*EXCERPTED TEXT*
————————

(Repeats June 26 column. John Kemp is a Reuters market analyst. The views expressed are his own)
* Chart 1: tmsnrt.rs/2sI1qoh
* Chart 2: tmsnrt.rs/2sIaTMH
* Chart 3: tmsnrt.rs/2tcPA76
* Chart 4: tmsnrt.rs/2tcWJoa
By John Kemp
LONDON, June 26 (Reuters) - “All hope abandon, ye who enter here,” is the warning inscribed above the gate of Hell, according to the Italian poet Dante Aligheri (“The Divine Comedy”, Inferno, Canto III, 1308-1320).
Hedge funds and other money managers appear to have entered their own special version of hell and abandoned all hope that OPEC will rebalance the oil market, slashing formerly bullish bets on crude futures and options.
Hedge fund managers cut their net long position in the three main futures and options contracts linked to Brent and WTI by 109 million barrels in the week to June 20 (tmsnrt.rs/2sI1qoh).
Funds have cut their net long position by a total of 161 million barrels over the last three weeks, taking it down to just 389 million barrels, the lowest since Aug. 9, 2016 (tmsnrt.rs/2sIaTMH).
Fund managers now hold just two long positions for every one short position, which ranks among the most bearish positions since oil prices started to tumble in the middle of 2014 (tmsnrt.rs/2tcPA76).
Extreme bearishness extends to refined fuels, where hedge funds have a net short position of 27 million barrels in U.S. heating oil and a near-record net short position in U.S. gasoline of 21 million barrels.
The hedge fund community placed enormous faith in OPEC’s ability to accelerate oil market rebalancing through cuts announced late in 2016 in association with key non-OPEC producers.
Fund managers accumulated a record net long position of almost 1 billion barrels by the middle of February only to suffer a sharp reversal in prices starting early the next month.
The accumulation of long positions for a second time in April was similarly rewarded with a brutal sell off in oil prices, leaving many fund managers struggling with large losses for the year.

————————

*TASK STATEMENT*
Write a continuation of the column on hedge funds' bearish oil bets, starting after its final sentence.

————————

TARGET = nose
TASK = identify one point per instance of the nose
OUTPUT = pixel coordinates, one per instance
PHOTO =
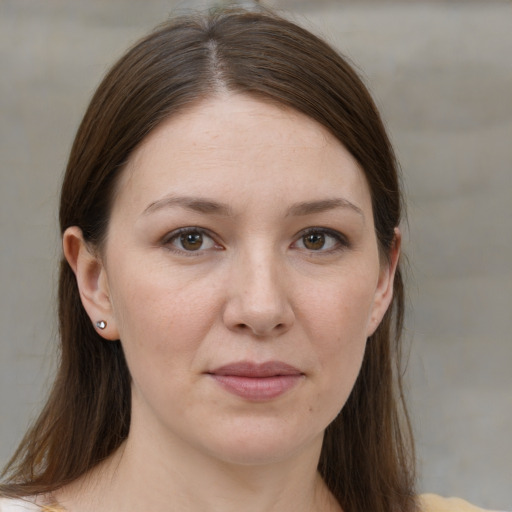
(258, 301)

————————

*TASK RESULT*
OPEC’s decision to leave production unchanged last month, rather than cut more deeply, has sparked a third sell off, and extinguished any remaining bullishness and emboldened short sellers.
Hedge funds have embarked on a new cycle of short-selling in Brent and WTI, the eighth since the start of 2015, which has added to the downward pressure on prices.
Fund managers have added 77 million barrels of extra short positions in WTI and 59 million barrels in Brent since June 6, according to data from regulators and exchanges.
Hedge funds have added short positions faster and more aggressively than during any previous short-selling cycle in the last three years (tmsnrt.rs/2tcWJoa).
Short positions across the three major Brent and WTI contracts are now running at the highest level since August 2016 and close to the record short position established in January 2016, just as oil prices reached their lowest point in this cycle.
But the extreme pessimism across the entire petroleum complex is raising the risk of a reversal and future rise in prices (just as it did in January 2016).
The concentration of short positioning in Brent and WTI is becoming a crowded trade and threatens to spark a rise in prices if and when fund managers try to lock in profits and cover some of those positions.
The fundamental outlook appears weak, with U.S. shale drillers continuing to add extra rigs, despite the downturn in prices, but positioning data shows the risk of a short-covering rally is increasing. (Editing by Susan Thomas)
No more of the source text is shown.